-------- TEXTO DE LECTURA

Es que la expresión de marras, *Martine*, es "l'avancée de la vie" y no "à l'avancée de la vie" que no es más que una de sus posibles aplicaciones ("dans l'avancée", "de l'avancée", etc.).


----------



## saintest66

Tampoco hay que buscarle tres pies al gato; "à l'avancée de sa vie" señala sin insistir y de paso pero claramente que la persona se va haciendo mayor.  lo que nos preocupa es el modo de traducir la particular forma del francés que suena a la inspiración apaciguada de Víctor Hugo, de los "seconds couteaux" de la poesía francesa rural de finales del XIX, principios del XX. Confieso que en "el avanzar de su vida" tiene una fragancia a Bécquer o al primero Darío que solo los boleros cubanos han sabido recordar hoy. Y para terminar diría con esta hermosa aportación de Cintia&Martine :" en el avanzar de los años" y en contexto señalado, está bien que ni pintado.


----------



## MVM1912

Graicas a todos y a cada uno. Lamento no haber estado al pie del cañon mientras debatíais, ¡lo que me he perdido!

Me gusta la aportación de Cintia&Matin



Cintia&Martine said:


> Me quedaría con la sustantivisación del verbo:
> - en el avanzar de su vida
> Ver definición 3 de la RAE:




pero me queda la sensación de que, en este cotexto, la expresión española es más dinámica que "a l'avancée de sa vie". Lo mismo que sucede con "conforme se hace mayor" y otras similares. No creo, como dice Gévy que:

[...] pero lo veía yo no como un punto fijo ya alcanzado (la vejez), sino esa etapa que transcurre hacia la vejez. À l'avancée de sa vie = sa vie avançant.
confused: No sé cómo hacéis para porner varias citas)

sino que, en un momento determinado de su vida, cuando ya era mayor, elige volver al lugar de su infancia. ¿O quizá no? La clave creo que está en la preposición *à*.


----------

----------------
-------- DATOS PROPORCIONADOS

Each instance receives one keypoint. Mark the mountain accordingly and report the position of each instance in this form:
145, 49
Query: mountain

----------------

[OBJETIVO 1]
Extrae del texto de lectura el fragmento que va desde "[...] pero lo" hasta "sa vie avançant.", ambos incluidos, sin cambiar nada.
[OBJETIVO 2]
Según el texto de lectura, ¿en qué preposición cree MVM1912 que está la clave?
[OBJETIVO 3]
Enumera todos los poetas que se nombran en el texto de lectura.

[RESPUESTA CORRECTA 1]
[...] pero lo veía yo no como un punto fijo ya alcanzado (la vejez), sino esa etapa que transcurre hacia la vejez. À l'avancée de sa vie = sa vie avançant.

[RESPUESTA CORRECTA 2]
En la preposición "à".

[RESPUESTA CORRECTA 3]
Víctor Hugo, Bécquer y Darío.